**Exercise directions:**
Reproduce every one of the records below verbatim, line for line, with nothing changed, added, or left out.
________________________________________
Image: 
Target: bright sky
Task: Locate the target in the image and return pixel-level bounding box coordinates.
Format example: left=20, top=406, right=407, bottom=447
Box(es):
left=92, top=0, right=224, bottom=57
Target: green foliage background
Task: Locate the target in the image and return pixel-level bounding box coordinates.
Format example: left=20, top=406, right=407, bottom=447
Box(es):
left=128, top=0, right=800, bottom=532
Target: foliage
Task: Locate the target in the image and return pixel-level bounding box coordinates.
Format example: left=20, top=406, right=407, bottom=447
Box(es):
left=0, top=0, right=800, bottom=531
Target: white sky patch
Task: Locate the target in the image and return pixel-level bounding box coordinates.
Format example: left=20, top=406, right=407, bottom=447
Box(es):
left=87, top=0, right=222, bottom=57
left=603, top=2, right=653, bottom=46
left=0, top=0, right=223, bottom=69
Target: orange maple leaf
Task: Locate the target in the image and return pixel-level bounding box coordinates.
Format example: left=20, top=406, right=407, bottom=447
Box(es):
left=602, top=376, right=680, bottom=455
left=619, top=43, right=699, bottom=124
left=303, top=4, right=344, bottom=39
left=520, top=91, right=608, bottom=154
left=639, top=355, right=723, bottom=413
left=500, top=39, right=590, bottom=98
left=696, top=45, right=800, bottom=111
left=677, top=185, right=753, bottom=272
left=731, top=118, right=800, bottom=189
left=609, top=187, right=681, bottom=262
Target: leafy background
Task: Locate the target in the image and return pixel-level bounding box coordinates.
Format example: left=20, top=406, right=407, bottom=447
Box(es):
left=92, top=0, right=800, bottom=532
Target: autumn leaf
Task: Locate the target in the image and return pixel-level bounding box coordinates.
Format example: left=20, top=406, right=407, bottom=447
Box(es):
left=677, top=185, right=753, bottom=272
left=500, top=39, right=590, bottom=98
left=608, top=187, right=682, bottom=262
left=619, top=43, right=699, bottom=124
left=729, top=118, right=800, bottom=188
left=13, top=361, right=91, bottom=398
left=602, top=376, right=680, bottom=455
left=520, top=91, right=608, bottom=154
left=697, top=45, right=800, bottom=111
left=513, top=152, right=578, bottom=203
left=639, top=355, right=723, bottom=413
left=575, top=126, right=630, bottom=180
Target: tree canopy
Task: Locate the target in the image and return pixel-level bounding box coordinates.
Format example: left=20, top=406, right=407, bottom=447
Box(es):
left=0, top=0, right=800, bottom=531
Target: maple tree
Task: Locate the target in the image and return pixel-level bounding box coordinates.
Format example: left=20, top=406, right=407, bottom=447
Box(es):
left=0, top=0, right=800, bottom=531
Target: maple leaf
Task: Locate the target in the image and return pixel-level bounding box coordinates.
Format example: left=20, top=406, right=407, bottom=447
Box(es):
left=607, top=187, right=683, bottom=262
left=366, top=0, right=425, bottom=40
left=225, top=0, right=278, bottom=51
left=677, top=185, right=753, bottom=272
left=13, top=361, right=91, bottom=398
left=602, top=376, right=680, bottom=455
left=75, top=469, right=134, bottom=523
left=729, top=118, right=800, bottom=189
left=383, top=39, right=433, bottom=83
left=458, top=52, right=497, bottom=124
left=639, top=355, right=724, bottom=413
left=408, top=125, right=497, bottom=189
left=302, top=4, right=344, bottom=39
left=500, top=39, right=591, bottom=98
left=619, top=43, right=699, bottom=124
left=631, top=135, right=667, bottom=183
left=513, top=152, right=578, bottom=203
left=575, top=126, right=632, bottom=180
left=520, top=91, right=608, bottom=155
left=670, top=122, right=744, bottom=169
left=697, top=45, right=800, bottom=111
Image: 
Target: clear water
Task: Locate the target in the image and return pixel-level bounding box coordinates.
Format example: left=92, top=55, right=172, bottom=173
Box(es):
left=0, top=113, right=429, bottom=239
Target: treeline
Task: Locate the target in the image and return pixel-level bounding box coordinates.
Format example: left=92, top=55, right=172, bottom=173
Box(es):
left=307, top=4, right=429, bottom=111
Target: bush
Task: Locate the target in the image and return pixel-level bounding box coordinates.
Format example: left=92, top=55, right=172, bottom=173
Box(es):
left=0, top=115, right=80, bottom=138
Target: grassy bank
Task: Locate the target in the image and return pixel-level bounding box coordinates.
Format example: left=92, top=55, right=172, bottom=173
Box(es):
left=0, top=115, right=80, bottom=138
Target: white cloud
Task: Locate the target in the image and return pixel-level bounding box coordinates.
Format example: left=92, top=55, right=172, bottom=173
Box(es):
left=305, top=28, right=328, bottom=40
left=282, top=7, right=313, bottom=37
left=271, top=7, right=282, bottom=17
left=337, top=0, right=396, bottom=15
________________________________________
**Written answer:**
Image: 
Target: bright sky
Task: Locate the target in the image and return pixel-level bounding box coordinates.
Format example: left=20, top=406, right=407, bottom=447
Box(es):
left=92, top=0, right=224, bottom=57
Target: green foliage background
Task: Locate the target in the image and return pixel-level bounding box coordinates.
Format example: left=20, top=406, right=407, bottom=447
Box(es):
left=128, top=0, right=800, bottom=532
Target: foliage
Task: Locate the target in the image and return pixel-level bounding box coordinates.
Format example: left=20, top=406, right=407, bottom=447
Box(es):
left=0, top=0, right=800, bottom=531
Target: white sky patch
Task: Locate the target in the image and return pixel-level bounding box coordinates.
Format example: left=20, top=406, right=407, bottom=447
Box(es):
left=87, top=0, right=222, bottom=57
left=603, top=2, right=653, bottom=46
left=0, top=0, right=223, bottom=69
Target: orange maple leaf
Task: Locate the target in the image and return pixel-level bounding box coordinates.
Format example: left=20, top=406, right=407, bottom=447
Box(es):
left=602, top=376, right=680, bottom=455
left=619, top=43, right=699, bottom=124
left=303, top=4, right=344, bottom=39
left=520, top=91, right=608, bottom=154
left=639, top=355, right=723, bottom=413
left=500, top=39, right=590, bottom=98
left=696, top=45, right=800, bottom=111
left=677, top=185, right=753, bottom=272
left=731, top=118, right=800, bottom=189
left=609, top=187, right=681, bottom=262
Target: leafy background
Task: Locate the target in the image and return pixel-level bounding box coordinates.
Format example: left=20, top=406, right=407, bottom=447
Box(es):
left=92, top=0, right=800, bottom=532
Target: autumn leaf
Task: Locate the target in the image and return pixel-level bounding box coordinates.
Format example: left=20, top=406, right=407, bottom=447
Box(es):
left=677, top=185, right=753, bottom=272
left=500, top=39, right=590, bottom=98
left=608, top=187, right=682, bottom=262
left=619, top=43, right=699, bottom=124
left=729, top=118, right=800, bottom=188
left=13, top=361, right=91, bottom=398
left=602, top=376, right=680, bottom=455
left=520, top=91, right=608, bottom=154
left=697, top=45, right=800, bottom=111
left=513, top=152, right=578, bottom=203
left=639, top=355, right=723, bottom=413
left=575, top=126, right=630, bottom=180
Target: tree canopy
Task: Locate the target in the image and return pixel-level bounding box coordinates.
Format example: left=20, top=406, right=407, bottom=447
Box(es):
left=0, top=0, right=800, bottom=531
Target: maple tree
Task: Locate the target in the image and return pixel-level bounding box coordinates.
Format example: left=20, top=406, right=407, bottom=447
Box(es):
left=0, top=0, right=800, bottom=531
Target: maple leaf
Task: Locate the target in the image and return pixel-level bounding box coordinates.
Format example: left=20, top=406, right=407, bottom=447
Box(es):
left=607, top=187, right=683, bottom=262
left=366, top=0, right=425, bottom=40
left=225, top=0, right=278, bottom=51
left=677, top=185, right=753, bottom=272
left=13, top=361, right=91, bottom=398
left=602, top=376, right=680, bottom=455
left=75, top=469, right=134, bottom=523
left=729, top=118, right=800, bottom=189
left=383, top=39, right=433, bottom=83
left=458, top=52, right=497, bottom=124
left=639, top=355, right=724, bottom=413
left=408, top=125, right=497, bottom=189
left=302, top=4, right=344, bottom=39
left=500, top=39, right=591, bottom=98
left=619, top=43, right=699, bottom=124
left=631, top=135, right=667, bottom=183
left=513, top=152, right=578, bottom=203
left=575, top=126, right=632, bottom=180
left=520, top=91, right=608, bottom=155
left=670, top=122, right=744, bottom=169
left=697, top=45, right=800, bottom=111
Image: 
Target: clear water
Task: Locate the target in the image and return pixel-level bounding box coordinates.
Format example: left=92, top=55, right=172, bottom=173
Box(es):
left=0, top=113, right=429, bottom=239
Target: treeline
Task: Locate the target in the image and return pixel-level bounding box coordinates.
Format example: left=92, top=55, right=172, bottom=173
Box(es):
left=307, top=4, right=429, bottom=111
Target: bush
Task: Locate the target in the image and return pixel-level bounding box coordinates.
Format example: left=92, top=55, right=172, bottom=173
Box(es):
left=0, top=115, right=80, bottom=138
Target: grassy bank
Task: Locate the target in the image and return pixel-level bounding box coordinates.
Format example: left=92, top=55, right=172, bottom=173
Box(es):
left=0, top=115, right=80, bottom=138
Target: white cloud
Task: Locate the target in the image and return pixel-level bounding box coordinates.
Format example: left=92, top=55, right=172, bottom=173
Box(es):
left=305, top=28, right=328, bottom=40
left=282, top=7, right=313, bottom=37
left=271, top=7, right=282, bottom=17
left=337, top=0, right=396, bottom=15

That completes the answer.